Repeat every row below word for word, leaving out the pictures.

'''

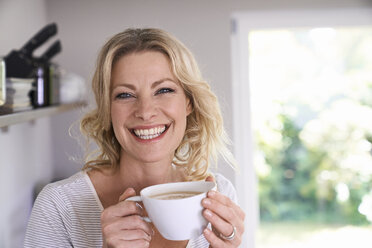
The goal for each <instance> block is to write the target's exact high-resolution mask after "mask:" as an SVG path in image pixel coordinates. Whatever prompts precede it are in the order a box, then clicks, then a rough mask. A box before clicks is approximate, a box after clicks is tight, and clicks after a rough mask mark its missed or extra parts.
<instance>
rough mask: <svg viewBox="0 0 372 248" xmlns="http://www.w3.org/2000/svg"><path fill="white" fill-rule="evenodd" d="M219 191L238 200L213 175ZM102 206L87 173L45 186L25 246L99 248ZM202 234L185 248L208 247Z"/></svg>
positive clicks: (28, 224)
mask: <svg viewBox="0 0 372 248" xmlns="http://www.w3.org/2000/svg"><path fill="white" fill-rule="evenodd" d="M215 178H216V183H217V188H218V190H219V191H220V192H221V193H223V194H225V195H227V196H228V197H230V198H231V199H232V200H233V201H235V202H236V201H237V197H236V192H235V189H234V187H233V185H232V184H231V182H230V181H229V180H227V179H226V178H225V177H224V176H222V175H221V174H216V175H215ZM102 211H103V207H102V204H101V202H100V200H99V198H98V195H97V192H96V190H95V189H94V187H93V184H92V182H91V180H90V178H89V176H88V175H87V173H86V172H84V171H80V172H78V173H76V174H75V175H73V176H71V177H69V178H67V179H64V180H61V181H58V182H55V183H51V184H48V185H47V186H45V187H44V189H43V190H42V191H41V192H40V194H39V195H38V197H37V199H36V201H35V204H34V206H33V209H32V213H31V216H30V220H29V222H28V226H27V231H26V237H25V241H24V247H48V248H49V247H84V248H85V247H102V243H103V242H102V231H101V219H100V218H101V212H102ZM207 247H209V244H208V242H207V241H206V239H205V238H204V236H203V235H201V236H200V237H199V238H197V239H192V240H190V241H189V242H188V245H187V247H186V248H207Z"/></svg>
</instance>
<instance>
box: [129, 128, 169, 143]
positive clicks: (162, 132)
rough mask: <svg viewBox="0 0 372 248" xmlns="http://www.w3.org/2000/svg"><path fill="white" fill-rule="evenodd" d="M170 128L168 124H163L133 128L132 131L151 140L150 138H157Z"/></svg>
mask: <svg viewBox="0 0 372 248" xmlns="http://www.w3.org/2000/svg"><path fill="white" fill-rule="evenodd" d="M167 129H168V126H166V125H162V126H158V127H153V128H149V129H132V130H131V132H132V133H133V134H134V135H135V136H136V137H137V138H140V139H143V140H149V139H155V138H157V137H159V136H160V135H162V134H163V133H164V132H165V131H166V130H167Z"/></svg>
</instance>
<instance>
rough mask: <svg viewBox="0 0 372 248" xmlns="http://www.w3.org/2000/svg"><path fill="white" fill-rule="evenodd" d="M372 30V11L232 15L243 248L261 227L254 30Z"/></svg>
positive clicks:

'''

Solution for this problem:
The goal for each <instance> block is to write the target's exact high-resolution mask after "mask:" as an SVG path in image pixel coordinates. Whatever prompts precede it are in the order a box, then clicks, then a rough mask. A box before clicks is approximate, a box after clicks is tight, and clicks after a rough mask mark its missed or extra parts.
<instance>
rough mask: <svg viewBox="0 0 372 248" xmlns="http://www.w3.org/2000/svg"><path fill="white" fill-rule="evenodd" d="M219 191L238 200L213 175ZM102 206L87 173L45 186L25 246L99 248ZM202 234L185 248L208 247Z"/></svg>
positive clicks: (28, 224)
mask: <svg viewBox="0 0 372 248" xmlns="http://www.w3.org/2000/svg"><path fill="white" fill-rule="evenodd" d="M215 178H216V183H217V188H218V190H219V191H220V192H221V193H223V194H225V195H227V196H228V197H230V198H231V199H232V200H233V201H235V202H236V201H237V197H236V192H235V189H234V187H233V185H232V184H231V182H230V181H229V180H227V179H226V178H225V177H224V176H222V175H221V174H216V175H215ZM102 211H103V207H102V204H101V202H100V200H99V198H98V195H97V192H96V190H95V189H94V187H93V184H92V182H91V180H90V178H89V176H88V175H87V173H86V172H84V171H80V172H78V173H76V174H75V175H73V176H71V177H69V178H67V179H64V180H61V181H58V182H55V183H51V184H48V185H47V186H45V187H44V189H43V190H42V191H41V192H40V194H39V195H38V197H37V199H36V201H35V204H34V206H33V209H32V213H31V216H30V220H29V222H28V226H27V231H26V237H25V241H24V247H48V248H49V247H84V248H85V247H102V243H103V242H102V231H101V219H100V218H101V212H102ZM207 247H209V244H208V242H207V241H206V239H205V238H204V236H203V235H201V236H200V237H199V238H197V239H192V240H190V241H189V242H188V245H187V247H186V248H207Z"/></svg>
</instance>
<instance>
box: [129, 128, 169, 143]
positive clicks: (162, 132)
rough mask: <svg viewBox="0 0 372 248" xmlns="http://www.w3.org/2000/svg"><path fill="white" fill-rule="evenodd" d="M170 128L168 124H163L133 128L132 131L151 140L150 138H157Z"/></svg>
mask: <svg viewBox="0 0 372 248" xmlns="http://www.w3.org/2000/svg"><path fill="white" fill-rule="evenodd" d="M167 129H168V126H166V125H162V126H158V127H153V128H149V129H132V130H131V132H132V133H133V134H134V135H135V136H136V137H137V138H140V139H143V140H149V139H155V138H157V137H159V136H160V135H162V134H163V133H164V132H165V131H166V130H167Z"/></svg>
</instance>
<instance>
rough mask: <svg viewBox="0 0 372 248" xmlns="http://www.w3.org/2000/svg"><path fill="white" fill-rule="evenodd" d="M372 30V11L232 15L243 248L261 227L254 30Z"/></svg>
positive clicks:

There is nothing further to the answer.